[RectCollection] add a RectCollection shape

masque/__init__.py

@@ -42,6 +42,7 @@ from .error import (
 from .shapes import (
     Shape as Shape,
     Polygon as Polygon,
+    RectCollection as RectCollection,
     Path as Path,
     Circle as Circle,
     Arc as Arc,

masque/file/gdsii.py

@@ -37,7 +37,7 @@ from klamath import records
 
 from .utils import is_gzipped, tmpfile
 from .. import Pattern, Ref, PatternError, LibraryError, Label, Shape
-from ..shapes import Polygon, Path
+from ..shapes import Polygon, Path, RectCollection
 from ..repetition import Grid
 from ..utils import layer_t, annotations_t
 from ..library import LazyLibrary, Library, ILibrary, ILibraryView
@@ -466,6 +466,20 @@ def _shapes_to_elements(
                     properties=properties,
                     )
                 elements.append(path)
+            elif isinstance(shape, RectCollection):
+                for rect in shape.rects:
+                    xy_closed = numpy.empty((5, 2), dtype=numpy.int32)
+                    xy_closed[0] = rint_cast((rect[0], rect[1]))
+                    xy_closed[1] = rint_cast((rect[0], rect[3]))
+                    xy_closed[2] = rint_cast((rect[2], rect[3]))
+                    xy_closed[3] = rint_cast((rect[2], rect[1]))
+                    xy_closed[4] = xy_closed[0]
+                    boundary = klamath.elements.Boundary(
+                        layer=(layer, data_type),
+                        xy=xy_closed,
+                        properties=properties,
+                        )
+                    elements.append(boundary)

Source records:
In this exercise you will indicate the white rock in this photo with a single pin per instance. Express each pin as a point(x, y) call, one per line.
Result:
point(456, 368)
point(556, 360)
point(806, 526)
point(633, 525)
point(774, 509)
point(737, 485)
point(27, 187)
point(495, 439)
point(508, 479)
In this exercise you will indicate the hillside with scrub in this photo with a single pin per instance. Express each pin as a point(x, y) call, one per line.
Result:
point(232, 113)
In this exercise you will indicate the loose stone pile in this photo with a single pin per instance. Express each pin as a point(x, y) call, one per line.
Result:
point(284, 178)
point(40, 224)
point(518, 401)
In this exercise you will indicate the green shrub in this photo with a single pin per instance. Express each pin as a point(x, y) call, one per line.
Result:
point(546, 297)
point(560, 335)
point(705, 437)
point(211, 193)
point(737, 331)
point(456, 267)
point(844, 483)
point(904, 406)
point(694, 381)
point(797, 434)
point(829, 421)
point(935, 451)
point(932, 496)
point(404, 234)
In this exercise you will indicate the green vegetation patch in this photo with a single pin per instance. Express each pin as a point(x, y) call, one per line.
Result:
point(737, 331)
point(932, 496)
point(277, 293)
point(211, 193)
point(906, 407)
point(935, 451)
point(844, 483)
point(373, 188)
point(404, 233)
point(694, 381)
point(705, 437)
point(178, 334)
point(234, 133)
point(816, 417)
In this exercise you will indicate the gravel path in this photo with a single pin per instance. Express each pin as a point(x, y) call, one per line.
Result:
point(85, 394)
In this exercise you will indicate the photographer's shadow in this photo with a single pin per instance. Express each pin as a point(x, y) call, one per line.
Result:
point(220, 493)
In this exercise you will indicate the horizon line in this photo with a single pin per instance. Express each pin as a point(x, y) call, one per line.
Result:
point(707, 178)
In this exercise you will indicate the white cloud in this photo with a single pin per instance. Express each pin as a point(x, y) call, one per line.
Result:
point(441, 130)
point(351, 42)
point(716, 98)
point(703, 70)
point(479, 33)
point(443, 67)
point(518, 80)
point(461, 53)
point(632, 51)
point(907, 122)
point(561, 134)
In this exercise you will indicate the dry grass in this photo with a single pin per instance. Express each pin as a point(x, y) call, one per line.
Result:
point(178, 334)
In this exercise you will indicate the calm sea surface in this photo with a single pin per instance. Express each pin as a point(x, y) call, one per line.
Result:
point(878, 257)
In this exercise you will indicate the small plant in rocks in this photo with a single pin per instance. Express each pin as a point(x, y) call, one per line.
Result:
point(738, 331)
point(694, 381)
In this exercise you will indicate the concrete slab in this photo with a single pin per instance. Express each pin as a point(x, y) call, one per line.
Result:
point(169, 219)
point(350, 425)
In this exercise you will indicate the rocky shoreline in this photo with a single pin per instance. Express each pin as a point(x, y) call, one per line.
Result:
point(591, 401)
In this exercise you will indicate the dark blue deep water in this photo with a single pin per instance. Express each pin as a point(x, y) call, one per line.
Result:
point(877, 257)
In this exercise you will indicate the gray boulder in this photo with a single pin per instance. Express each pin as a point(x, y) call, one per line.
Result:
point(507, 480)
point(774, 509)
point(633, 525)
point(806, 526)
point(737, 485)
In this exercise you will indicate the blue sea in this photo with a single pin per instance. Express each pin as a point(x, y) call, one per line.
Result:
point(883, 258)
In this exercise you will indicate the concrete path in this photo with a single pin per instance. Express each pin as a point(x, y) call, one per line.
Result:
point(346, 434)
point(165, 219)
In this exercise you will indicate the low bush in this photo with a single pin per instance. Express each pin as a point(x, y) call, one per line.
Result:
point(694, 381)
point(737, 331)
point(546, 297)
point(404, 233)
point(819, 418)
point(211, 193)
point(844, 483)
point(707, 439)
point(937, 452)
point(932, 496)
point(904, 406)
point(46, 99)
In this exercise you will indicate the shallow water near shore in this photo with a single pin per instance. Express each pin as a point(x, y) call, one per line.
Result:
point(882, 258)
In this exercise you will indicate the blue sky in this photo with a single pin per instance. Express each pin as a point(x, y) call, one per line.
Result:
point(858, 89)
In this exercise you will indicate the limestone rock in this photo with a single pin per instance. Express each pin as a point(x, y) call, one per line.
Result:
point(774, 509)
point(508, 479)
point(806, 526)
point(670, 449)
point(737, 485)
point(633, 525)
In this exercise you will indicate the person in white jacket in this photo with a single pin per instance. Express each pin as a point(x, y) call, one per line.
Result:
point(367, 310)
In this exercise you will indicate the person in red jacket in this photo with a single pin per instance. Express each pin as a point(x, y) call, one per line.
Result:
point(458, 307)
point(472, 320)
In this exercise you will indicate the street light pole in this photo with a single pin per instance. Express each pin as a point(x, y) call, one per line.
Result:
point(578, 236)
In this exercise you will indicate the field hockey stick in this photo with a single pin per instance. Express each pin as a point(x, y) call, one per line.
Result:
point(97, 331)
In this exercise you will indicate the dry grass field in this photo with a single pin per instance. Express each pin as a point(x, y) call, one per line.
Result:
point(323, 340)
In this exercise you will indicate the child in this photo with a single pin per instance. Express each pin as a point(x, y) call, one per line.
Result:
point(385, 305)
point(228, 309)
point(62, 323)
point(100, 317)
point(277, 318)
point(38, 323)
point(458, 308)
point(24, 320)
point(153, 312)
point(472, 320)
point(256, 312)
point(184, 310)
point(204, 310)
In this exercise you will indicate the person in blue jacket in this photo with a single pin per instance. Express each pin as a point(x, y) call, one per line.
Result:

→ **Instruction**: Pick up the RectCollection patch after its final line and continue the diff.

→ **Task response**:
             elif isinstance(shape, Polygon):
                 polygon = shape
                 xy_closed = numpy.empty((polygon.vertices.shape[0] + 1, 2), dtype=numpy.int32)

masque/shapes/__init__.py

@@ -11,6 +11,7 @@ from .shape import (
 
 from .polygon import Polygon as Polygon
 from .poly_collection import PolyCollection as PolyCollection
+from .rect_collection import RectCollection as RectCollection
 from .circle import Circle as Circle
 from .ellipse import Ellipse as Ellipse
 from .arc import Arc as Arc

masque/shapes/rect_collection.py

@@ -0,0 +1,256 @@
+from typing import Any, cast, Self
+from collections.abc import Iterator
+import copy
+import functools
+
+import numpy
+from numpy import pi
+from numpy.typing import NDArray, ArrayLike
+
+from . import Shape, normalized_shape_tuple
+from .polygon import Polygon
+from ..error import PatternError
+from ..repetition import Repetition
+from ..utils import annotations_lt, annotations_eq, rep2key, annotations_t
+
+
+def _normalize_rects(rects: ArrayLike) -> NDArray[numpy.float64]:
+    arr = numpy.asarray(rects, dtype=float)
+    if arr.ndim != 2 or arr.shape[1] != 4:
+        raise PatternError('Rectangles must be an Nx4 array of [xmin, ymin, xmax, ymax]')
+    if numpy.any(arr[:, 0] > arr[:, 2]) or numpy.any(arr[:, 1] > arr[:, 3]):
+        raise PatternError('Rectangles must satisfy xmin <= xmax and ymin <= ymax')
+    if arr.shape[0] <= 1:
+        return arr
+    order = numpy.lexsort((arr[:, 3], arr[:, 2], arr[:, 1], arr[:, 0]))
+    return arr[order]
+
+
+def _renormalize_rects_in_place(rects: NDArray[numpy.float64]) -> None:
+    x0 = numpy.minimum(rects[:, 0], rects[:, 2])
+    x1 = numpy.maximum(rects[:, 0], rects[:, 2])
+    y0 = numpy.minimum(rects[:, 1], rects[:, 3])
+    y1 = numpy.maximum(rects[:, 1], rects[:, 3])
+    rects[:, 0] = x0
+    rects[:, 1] = y0
+    rects[:, 2] = x1
+    rects[:, 3] = y1
+
+
+@functools.total_ordering
+class RectCollection(Shape):
+    """
+    A collection of axis-aligned rectangles, stored as an Nx4 array of
+      `[xmin, ymin, xmax, ymax]` rows.
+    """
+    __slots__ = (
+        '_rects',
+        '_repetition', '_annotations',
+        )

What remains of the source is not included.